ENTRIES SUPPLIED:
┄┄┄┄┄┄┄┄┄┄┄┄┄┄┄┄┄┄┄┄

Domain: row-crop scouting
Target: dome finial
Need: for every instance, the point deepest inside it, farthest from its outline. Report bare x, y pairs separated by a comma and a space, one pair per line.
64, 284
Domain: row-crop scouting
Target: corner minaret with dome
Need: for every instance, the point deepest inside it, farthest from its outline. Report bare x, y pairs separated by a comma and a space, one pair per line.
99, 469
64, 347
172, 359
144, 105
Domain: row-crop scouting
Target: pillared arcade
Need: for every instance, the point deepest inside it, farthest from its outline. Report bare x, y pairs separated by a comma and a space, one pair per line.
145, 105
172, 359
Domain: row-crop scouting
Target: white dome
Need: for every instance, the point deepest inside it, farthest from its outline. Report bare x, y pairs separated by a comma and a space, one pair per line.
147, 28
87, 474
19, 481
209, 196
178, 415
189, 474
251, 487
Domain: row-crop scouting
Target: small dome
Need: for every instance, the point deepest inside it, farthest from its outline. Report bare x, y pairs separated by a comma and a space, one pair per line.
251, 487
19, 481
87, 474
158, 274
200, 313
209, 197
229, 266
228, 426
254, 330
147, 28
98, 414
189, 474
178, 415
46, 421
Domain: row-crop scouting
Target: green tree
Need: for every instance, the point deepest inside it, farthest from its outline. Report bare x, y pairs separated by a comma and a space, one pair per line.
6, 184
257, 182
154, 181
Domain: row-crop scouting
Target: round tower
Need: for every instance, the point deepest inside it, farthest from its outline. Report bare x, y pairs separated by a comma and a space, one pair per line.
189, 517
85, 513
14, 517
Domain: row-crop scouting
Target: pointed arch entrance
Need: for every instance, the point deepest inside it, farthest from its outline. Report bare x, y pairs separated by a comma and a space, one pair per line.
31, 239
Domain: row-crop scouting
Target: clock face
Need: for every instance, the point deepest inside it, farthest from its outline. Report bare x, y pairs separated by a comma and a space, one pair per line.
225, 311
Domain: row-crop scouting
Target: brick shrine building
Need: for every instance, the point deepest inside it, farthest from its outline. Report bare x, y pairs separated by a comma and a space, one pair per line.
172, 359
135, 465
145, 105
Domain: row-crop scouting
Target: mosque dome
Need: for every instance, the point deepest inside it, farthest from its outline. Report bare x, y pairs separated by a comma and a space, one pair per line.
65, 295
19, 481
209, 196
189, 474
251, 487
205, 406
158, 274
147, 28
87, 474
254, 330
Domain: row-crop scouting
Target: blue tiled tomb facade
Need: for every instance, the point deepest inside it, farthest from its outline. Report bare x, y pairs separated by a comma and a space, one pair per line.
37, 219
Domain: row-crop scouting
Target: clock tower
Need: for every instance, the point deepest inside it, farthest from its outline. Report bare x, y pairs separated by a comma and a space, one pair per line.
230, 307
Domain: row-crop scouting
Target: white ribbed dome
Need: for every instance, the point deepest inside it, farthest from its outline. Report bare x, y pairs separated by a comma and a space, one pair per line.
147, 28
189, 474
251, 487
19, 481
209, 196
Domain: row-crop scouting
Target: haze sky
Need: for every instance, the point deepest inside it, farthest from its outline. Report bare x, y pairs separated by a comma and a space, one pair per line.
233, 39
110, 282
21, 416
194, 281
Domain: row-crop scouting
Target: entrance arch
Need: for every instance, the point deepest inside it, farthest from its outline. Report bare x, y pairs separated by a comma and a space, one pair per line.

┄┄┄┄┄┄┄┄┄┄┄┄┄┄┄┄┄┄┄┄

WHAT IS NEEDED:
Give the records above again, word for word.

RESULT FOR THIS TASK:
Domain: row-crop scouting
Target: dome finial
Need: for every instance, the point deepest inside it, farthest from its outline. Report bare x, y pairs separated by a comma and a space, one pair per line.
64, 284
Domain: row-crop scouting
Target: corner minaret with dome
Need: for every instance, the point deepest inside it, farthest from its outline. Report bare x, y pairs separated by a comma and a space, one pair per line.
99, 469
64, 347
172, 359
144, 105
Domain: row-crop scouting
Target: pillared arcade
Need: for every instance, the point deepest inside it, farthest from its outline. Report bare x, y pairs separated by a comma and a space, one pair per line.
145, 105
172, 359
Domain: row-crop scouting
Target: white dome
Need: for every instance, the point deepest inside it, farthest from its outline. Report bare x, y pairs separated by a comma and a space, one pair per line.
147, 28
87, 474
19, 481
209, 196
178, 415
189, 474
251, 487
Domain: row-crop scouting
Target: small dome
Need: for every instance, the point deepest inside it, farthest from its outline. Report bare x, y pairs separated by a comma and a space, one pair per line.
251, 487
19, 481
87, 474
158, 274
200, 313
209, 197
229, 266
228, 426
254, 330
147, 28
98, 414
189, 474
178, 415
46, 421
Domain: row-crop scouting
Target: green tree
Need: for every instance, the point deepest inside it, farthest from its outline. Report bare x, y pairs separated by a comma and a space, one pair per line.
6, 184
257, 182
154, 181
Domain: row-crop scouting
Target: round tower
Need: for every instance, the point deepest inside it, farthest from its outline. Report bare x, y pairs separated by a comma and a space, one pair per line.
189, 517
85, 513
14, 517
Domain: row-crop scouting
Target: pointed arch entrance
Need: for every instance, the point deepest inside it, farthest from its outline. Report bare x, y pairs separated by a comma and a space, one pair per line.
31, 239
Domain: row-crop scouting
Target: clock face
Need: for every instance, the point deepest inside it, farthest from its outline. Report bare x, y pairs separated by a comma and a space, one pair per line.
225, 311
Domain: row-crop scouting
Target: brick shrine building
Need: for every instance, the point deepest inside it, farthest from its outline. Report bare x, y pairs separated by a comma and a space, one pair per line.
172, 359
135, 465
145, 105
Domain: row-crop scouting
Target: mosque dome
Need: for every instance, the point deepest inside it, farthest from its outline. Report bare x, y pairs separated by a comma and a space, one pair per line.
65, 295
19, 481
209, 196
189, 474
251, 487
205, 406
158, 274
147, 28
87, 474
254, 330
Domain: row-crop scouting
Target: blue tiled tomb facade
Need: for every instance, the point deepest inside it, farthest from its outline. Report bare x, y pairs separated by a comma and a space, one pair per line.
37, 219
Domain: row-crop scouting
Target: clock tower
Need: for every instance, the point deepest inside it, farthest from its outline. Report bare x, y pairs separated by a comma and a space, one pair per line.
230, 307
Domain: row-crop scouting
Target: white ribbed dome
Need: for every instance, the point deepest inside it, farthest from its outline. Report bare x, y pairs separated by a comma and a space, one pair per line.
147, 28
189, 474
251, 487
19, 481
209, 196
Domain: row-crop scouting
Target: haze sky
Need: for every instance, the point deepest inside it, farthest from its outline. Report bare x, y pairs separated by a comma and a space, one pair per line.
233, 39
110, 282
21, 416
194, 281
Domain: row-crop scouting
Target: entrance arch
Need: for every instance, the point deepest inside it, farthest from its outline. Report bare x, y pairs separated by a comma and a space, one pair per line.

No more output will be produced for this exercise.